===== Selected extract

People with trisomy 18 and 13 have three copies of chromosomes 18 and 13, respectively, in each cell, instead of the usual two copies. Similarly, people with Down syndrome, also known as trisomy 21, have three copies of all or part of chromosome 21 in their cells.
All three conditions bring developmental and physical delays. But the challenges generally are greater in patients with trisomy 18 and 13. Studies in recent years indicate that more children with the conditions are surviving. Exact numbers and life expectancies are difficult to pinpoint, given the evolving nature of care for such kids and the variation in the conditions’ effects. Perhaps one of the best-known children with trisomy 18 is the youngest daughter of former Sen. Rick Santorum, who is now 10. Among those attending the Omaha conference was a California man in his 30s who has mosaic trisomy 18. In the mosaic form, not every cell is affected.
Dr. Meaghann Weaver, division chief of palliative care at Children’s, said she began focusing on caring for families as a whole after seeing that they did not define their child’s quality of life by their functional status.
“They found such meaning and value in their child being part of the family,” she said.
Weaver contacts families before they travel to assess their needs and acquaint them with the support available locally. Many families, she said, arrive traumatized. One had been asked 17 times over two weeks at a different hospital whether they wanted their child resuscitated.
Terra Spiehs-Garst of Omaha, Nebraska’s state chairwoman for SOFT, said the new data and evolving views make it particularly important to educate parents and doctors about the conditions.
“This is a rare condition,” Spiehs-Garst said. “A lot of physicians haven’t seen older kids (with trisomy 18 and 13). They don’t know what they can do.”

==========
===== Extracted records

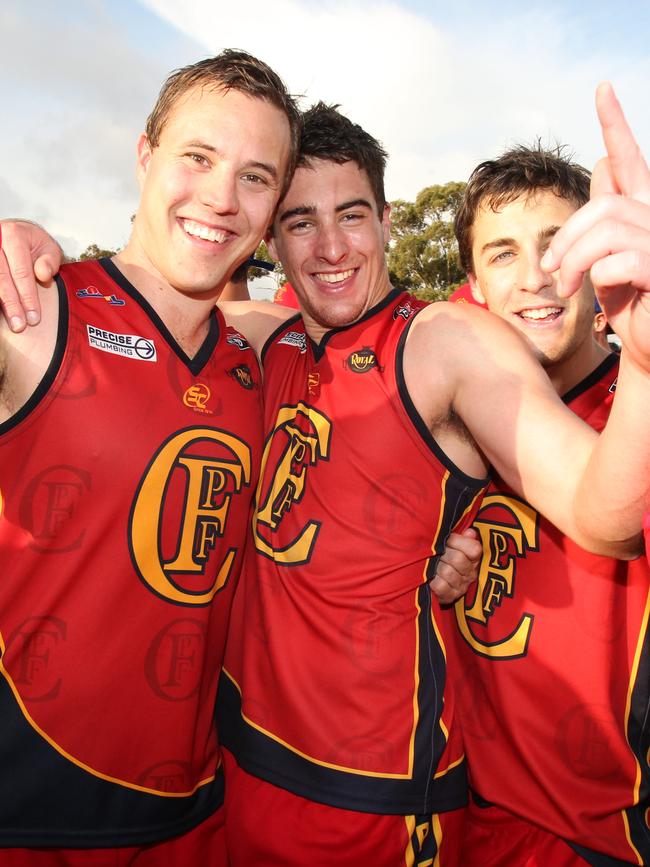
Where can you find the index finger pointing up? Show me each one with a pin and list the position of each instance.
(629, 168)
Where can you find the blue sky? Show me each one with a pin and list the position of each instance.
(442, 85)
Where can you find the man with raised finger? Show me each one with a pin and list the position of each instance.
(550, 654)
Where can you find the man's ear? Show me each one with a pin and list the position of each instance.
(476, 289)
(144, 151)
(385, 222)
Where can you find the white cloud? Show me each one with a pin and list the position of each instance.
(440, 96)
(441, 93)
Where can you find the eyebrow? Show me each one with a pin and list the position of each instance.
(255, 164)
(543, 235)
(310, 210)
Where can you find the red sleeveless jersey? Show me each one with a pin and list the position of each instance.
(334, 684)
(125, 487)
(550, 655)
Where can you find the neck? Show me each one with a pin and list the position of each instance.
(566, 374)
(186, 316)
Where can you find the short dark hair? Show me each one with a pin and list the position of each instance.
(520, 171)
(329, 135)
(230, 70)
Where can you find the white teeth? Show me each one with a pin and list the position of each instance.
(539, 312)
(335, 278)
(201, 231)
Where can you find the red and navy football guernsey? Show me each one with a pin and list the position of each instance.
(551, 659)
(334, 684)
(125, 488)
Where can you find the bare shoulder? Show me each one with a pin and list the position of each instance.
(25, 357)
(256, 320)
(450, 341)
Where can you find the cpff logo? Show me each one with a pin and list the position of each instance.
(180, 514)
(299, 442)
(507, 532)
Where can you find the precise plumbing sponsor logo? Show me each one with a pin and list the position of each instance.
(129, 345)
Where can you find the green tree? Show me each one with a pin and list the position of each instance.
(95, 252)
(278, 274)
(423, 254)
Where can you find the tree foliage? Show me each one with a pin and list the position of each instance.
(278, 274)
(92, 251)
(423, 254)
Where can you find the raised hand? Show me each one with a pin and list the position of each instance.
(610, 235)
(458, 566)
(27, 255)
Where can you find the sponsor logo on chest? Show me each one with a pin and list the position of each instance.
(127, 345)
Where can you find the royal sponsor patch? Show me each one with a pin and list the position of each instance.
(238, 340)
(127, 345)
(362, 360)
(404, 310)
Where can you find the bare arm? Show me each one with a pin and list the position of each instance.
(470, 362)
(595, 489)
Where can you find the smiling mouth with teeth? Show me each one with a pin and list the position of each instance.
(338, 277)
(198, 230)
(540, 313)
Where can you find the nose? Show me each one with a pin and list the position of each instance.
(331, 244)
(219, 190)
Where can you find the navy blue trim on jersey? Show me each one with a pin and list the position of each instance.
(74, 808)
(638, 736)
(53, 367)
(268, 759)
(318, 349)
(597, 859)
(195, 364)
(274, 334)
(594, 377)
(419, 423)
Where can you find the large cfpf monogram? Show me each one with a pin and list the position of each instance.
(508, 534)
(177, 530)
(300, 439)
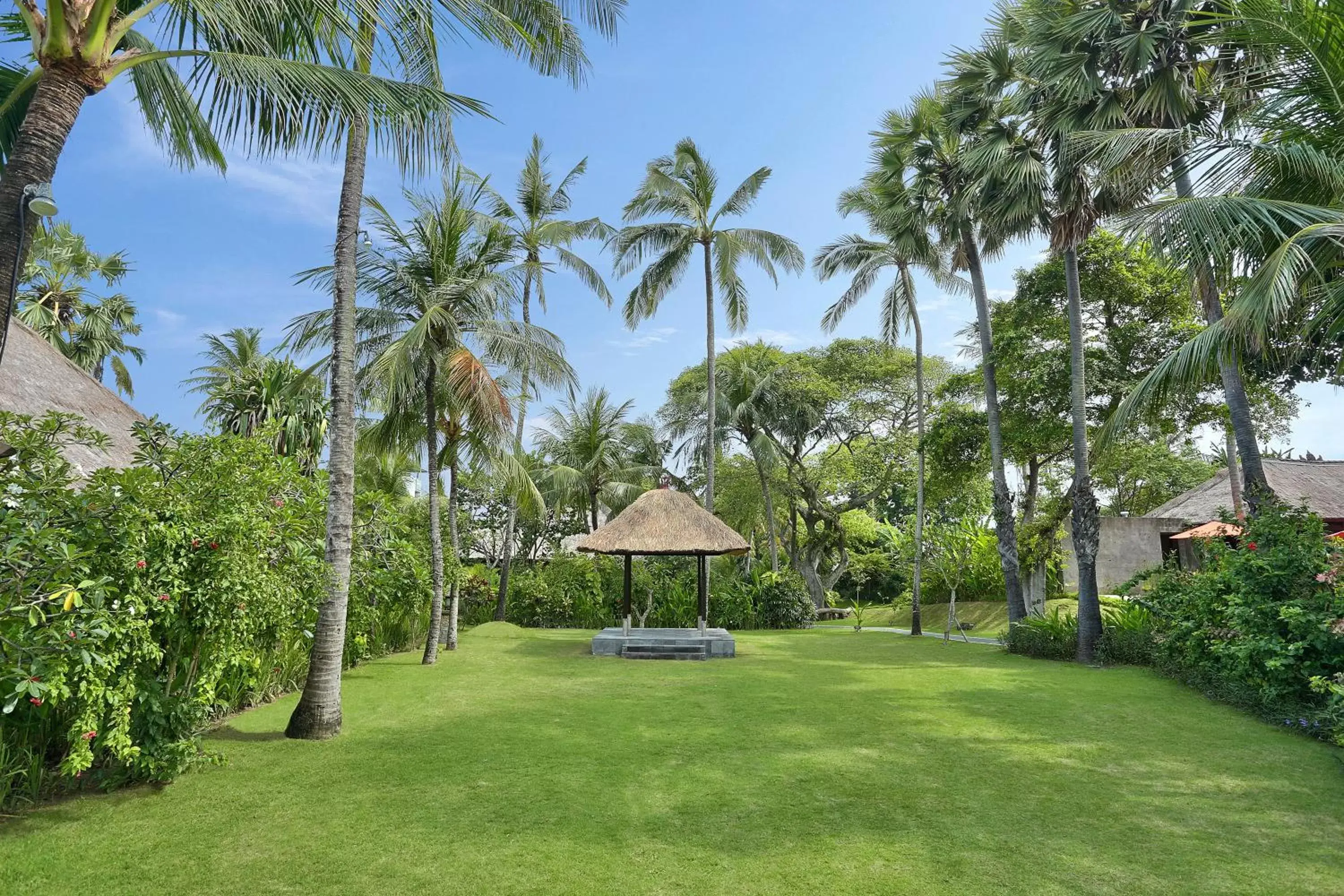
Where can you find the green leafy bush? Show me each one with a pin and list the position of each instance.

==========

_Task statement_
Write out the part of the passage on trisomy 18 and 13 from "Weaver contacts families" to "their child resuscitated.", word for word.

_Written solution_
Weaver contacts families before they travel to assess their needs and acquaint them with the support available locally. Many families, she said, arrive traumatized. One had been asked 17 times over two weeks at a different hospital whether they wanted their child resuscitated.